[Opening DATA section]

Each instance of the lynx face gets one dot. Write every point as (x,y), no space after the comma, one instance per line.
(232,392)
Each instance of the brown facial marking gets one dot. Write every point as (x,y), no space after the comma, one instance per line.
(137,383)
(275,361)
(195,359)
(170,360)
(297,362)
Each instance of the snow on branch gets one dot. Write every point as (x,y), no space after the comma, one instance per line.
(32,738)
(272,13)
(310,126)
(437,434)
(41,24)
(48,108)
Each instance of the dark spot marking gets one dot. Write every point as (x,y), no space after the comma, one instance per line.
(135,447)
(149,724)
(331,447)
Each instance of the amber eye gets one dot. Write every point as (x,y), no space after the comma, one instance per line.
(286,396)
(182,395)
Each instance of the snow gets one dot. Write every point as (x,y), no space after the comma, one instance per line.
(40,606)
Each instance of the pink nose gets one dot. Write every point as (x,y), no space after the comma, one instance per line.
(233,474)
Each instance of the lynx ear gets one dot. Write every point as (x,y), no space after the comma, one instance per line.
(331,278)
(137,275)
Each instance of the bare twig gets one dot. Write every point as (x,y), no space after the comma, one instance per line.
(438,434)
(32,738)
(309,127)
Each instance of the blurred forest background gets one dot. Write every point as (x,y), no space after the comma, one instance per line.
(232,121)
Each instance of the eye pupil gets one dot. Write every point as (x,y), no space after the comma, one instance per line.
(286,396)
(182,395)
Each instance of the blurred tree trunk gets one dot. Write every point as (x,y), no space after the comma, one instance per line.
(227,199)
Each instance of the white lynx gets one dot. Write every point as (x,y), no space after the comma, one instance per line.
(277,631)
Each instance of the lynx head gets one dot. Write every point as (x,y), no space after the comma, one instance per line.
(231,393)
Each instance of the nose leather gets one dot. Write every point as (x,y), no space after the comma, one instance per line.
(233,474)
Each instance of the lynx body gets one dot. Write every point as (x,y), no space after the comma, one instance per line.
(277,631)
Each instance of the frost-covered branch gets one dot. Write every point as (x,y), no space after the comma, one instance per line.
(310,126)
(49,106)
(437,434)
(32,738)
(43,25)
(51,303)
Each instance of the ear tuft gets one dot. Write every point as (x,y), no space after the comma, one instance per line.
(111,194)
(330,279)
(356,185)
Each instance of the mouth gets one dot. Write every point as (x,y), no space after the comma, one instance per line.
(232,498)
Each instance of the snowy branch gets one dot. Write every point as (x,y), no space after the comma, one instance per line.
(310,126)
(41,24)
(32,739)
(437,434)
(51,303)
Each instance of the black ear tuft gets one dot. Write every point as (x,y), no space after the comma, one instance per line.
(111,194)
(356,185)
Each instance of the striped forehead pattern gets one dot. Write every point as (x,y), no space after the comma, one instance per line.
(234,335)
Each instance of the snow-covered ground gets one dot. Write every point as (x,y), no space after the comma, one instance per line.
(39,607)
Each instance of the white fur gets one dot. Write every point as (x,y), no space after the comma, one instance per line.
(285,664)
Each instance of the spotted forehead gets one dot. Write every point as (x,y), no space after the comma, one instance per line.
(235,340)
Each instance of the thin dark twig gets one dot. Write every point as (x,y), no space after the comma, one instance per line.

[Closing DATA section]

Give the data back in full, exactly as written.

● **SOLUTION TO THIS PROBLEM**
Each instance of the lynx face gets one dot. Write every point as (x,y), no space after the comma, one instance per line.
(232,392)
Each instance of the brown facial marking gets one dot. Write every point as (x,y), no space after the comma, one instance per line.
(137,383)
(275,361)
(195,359)
(170,360)
(297,362)
Each instance of the snow on branch gets one dot. Write every point as (x,y), no space after the comma, one instance per line.
(32,738)
(272,13)
(310,126)
(437,434)
(41,24)
(48,108)
Each instance of the dark spot marking gets one dot. Write every point as (x,y), no space after the comma, one instance per line.
(135,447)
(149,724)
(331,447)
Each instance of the amber eye gets one dot. Write every point as (x,y), no space after the comma, one instance per line.
(286,396)
(182,395)
Each instance of the snow gets one dot. Write every point as (x,y), no space after the comma, one instance per line.
(40,606)
Each instance of the pink nose gets one dot. Write every point as (x,y), no space after the comma, one instance per line.
(233,474)
Each instance of the lynx ear gets one dot. Write every point as (x,y), no space after the comma, one instance per line.
(331,278)
(137,275)
Each instance of the bare twig gets one dot. Write every point as (x,y), no space after the comma, one instance per line.
(438,434)
(32,738)
(309,127)
Each instance of the blurred forest background gets one dot. Write every point as (x,y), no space after the comma, one instance per line.
(232,121)
Each instance of the eye pupil gets one dot. Write every point as (x,y), no space after the comma, one instance per line.
(286,396)
(182,395)
Each instance of the blurred tree trunk gets one dot. Write every point as (x,y), no space after the comma, one instance per line.
(227,199)
Each instance of the white lynx gets one dot. Write every point as (x,y), no space after the comma, one instance per line.
(277,631)
Each instance of the lynx head gets one dot. Write every point as (x,y), no space after the comma, one instance per line.
(231,393)
Each instance of the nose leather gets one dot. Write every point as (x,y), no space after the comma, one instance per line.
(233,474)
Each instance of the lynx body gets one dot. Write every point as (x,y), no space after the comma, one instance per line.
(277,631)
Each instance of the frost-covered branch gets one dot. Write every point as (x,y), no space after the comma, one instance per line.
(310,126)
(49,106)
(437,434)
(32,738)
(43,25)
(51,303)
Each instance of the ear tuft gets one dot. Write every point as (x,y), no space after the comma, one instance per line.
(111,194)
(330,279)
(356,185)
Each instance of the mouth gets one dot. Write every point as (x,y), no space after the comma, one instance per line.
(232,498)
Each instance of the snowy branch gets one dot. Write every point as (x,y), no space after the comma, one instance per line.
(310,126)
(41,24)
(32,739)
(437,434)
(51,303)
Each instance of the black ear tuft gets one dot. Write every point as (x,y), no space after the comma, one instance per line.
(111,194)
(356,185)
Each instance of the striped forehead pattern gets one dot. Write every point as (x,y), no space after the comma, one instance per line.
(234,335)
Each instance of the snow-covered ground gets one dot. Write every point as (x,y), no space after the comma, one instance per line.
(39,607)
Each instance of the white fur gets one dot. Write every point as (x,y), no space after the comma, one instance per line.
(285,664)
Each instance of the spotted forehead gets one dot. Write every point as (x,y), no space after the comma, one instance per line.
(235,340)
Each instance of the thin dark twig gets one dot. Write every point as (x,y), no space after the comma, one instance per line.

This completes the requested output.